## Parts of the exercise
A) Answer these questions from the storage node passage, one answer per line, marked the same way:
(i) Which four components may storage node 80 include?
(ii) What is named as a typical implementation device?
(iii) Which three forms of embodiment may the present application take?
B) Write out the part of the storage node passage that begins at the words "Referring to fig." and stops after "disk, dvd, etc.).", word for word.
C) Recast the paragraph of the storage node passage that opens with "The system, apparatus, module or unit" as a short list that keeps its main facts.

## Passage provided
-*-

Referring to fig. 8B, which is a block diagram of a storage node according to an embodiment of the present application, the storage node 80 may include: a processor 801, a network interface 802, a bus 803, and a memory 804. The memory 804 may be any electronic, magnetic, optical, or other physical storage device that may contain or store information, such as executable instructions, data, or the like. For example, the memory 804 may be: RAM (Radom Access Memory, random access memory), volatile memory, non-volatile memory, flash memory, a storage drive (e.g., hard drive), a solid state disk, any type of storage disk (e.g., optical disk, dvd, etc.).

The system, apparatus, module or unit set forth in the above embodiments may be implemented in particular by a computer chip or entity, or by a product having a certain function. A typical implementation device is a computer, which may be in the form of a personal computer, laptop computer, cellular telephone, camera phone, smart phone, personal digital assistant, media player, navigation device, email device, game console, tablet computer, wearable device, or a combination of any of these devices.

It will be appreciated by those skilled in the art that embodiments of the present application may be provided as a method, system, or computer program product. Accordingly, the present application may take the form of an entirely hardware embodiment, an entirely software embodiment or an embodiment combining software and hardware aspects. Furthermore, embodiments of the application may take the form of a computer program product on one or more computer-usable storage media (including, but not limited to, disk storage, CD-ROM, optical storage, etc.) having computer-usable program code embodied therein.

-*-

## Given data
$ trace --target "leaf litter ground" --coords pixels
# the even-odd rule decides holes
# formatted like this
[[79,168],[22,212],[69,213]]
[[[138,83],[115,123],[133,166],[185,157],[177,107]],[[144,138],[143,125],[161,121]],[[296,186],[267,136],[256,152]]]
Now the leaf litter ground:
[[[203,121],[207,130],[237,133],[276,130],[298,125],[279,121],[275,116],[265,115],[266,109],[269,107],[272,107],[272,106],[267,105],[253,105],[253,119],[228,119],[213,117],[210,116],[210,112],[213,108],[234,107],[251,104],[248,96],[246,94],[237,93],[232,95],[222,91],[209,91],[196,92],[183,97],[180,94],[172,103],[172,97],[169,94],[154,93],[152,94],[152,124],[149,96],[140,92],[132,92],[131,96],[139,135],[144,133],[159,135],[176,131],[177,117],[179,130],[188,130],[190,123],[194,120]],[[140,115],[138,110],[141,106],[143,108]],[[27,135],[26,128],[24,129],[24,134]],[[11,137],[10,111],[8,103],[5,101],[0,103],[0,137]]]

-*-

## Worked solutions
A)
(i) A processor 801, a network interface 802, a bus 803, and a memory 804.
(ii) A computer.
(iii) An entirely hardware embodiment, an entirely software embodiment, or an embodiment combining software and hardware aspects.

B)
Referring to fig. 8B, which is a block diagram of a storage node according to an embodiment of the present application, the storage node 80 may include: a processor 801, a network interface 802, a bus 803, and a memory 804. The memory 804 may be any electronic, magnetic, optical, or other physical storage device that may contain or store information, such as executable instructions, data, or the like. For example, the memory 804 may be: RAM (Radom Access Memory, random access memory), volatile memory, non-volatile memory, flash memory, a storage drive (e.g., hard drive), a solid state disk, any type of storage disk (e.g., optical disk, dvd, etc.).

C)
- The system, apparatus, module or unit in the above embodiments may be implemented by a computer chip or entity, or by a product with a certain function.
- A typical implementation device is a computer.
- The computer may be a personal computer, laptop computer, cellular telephone, camera phone, smart phone, personal digital assistant, media player, navigation device, email device, game console, tablet computer, wearable device, or any combination of these.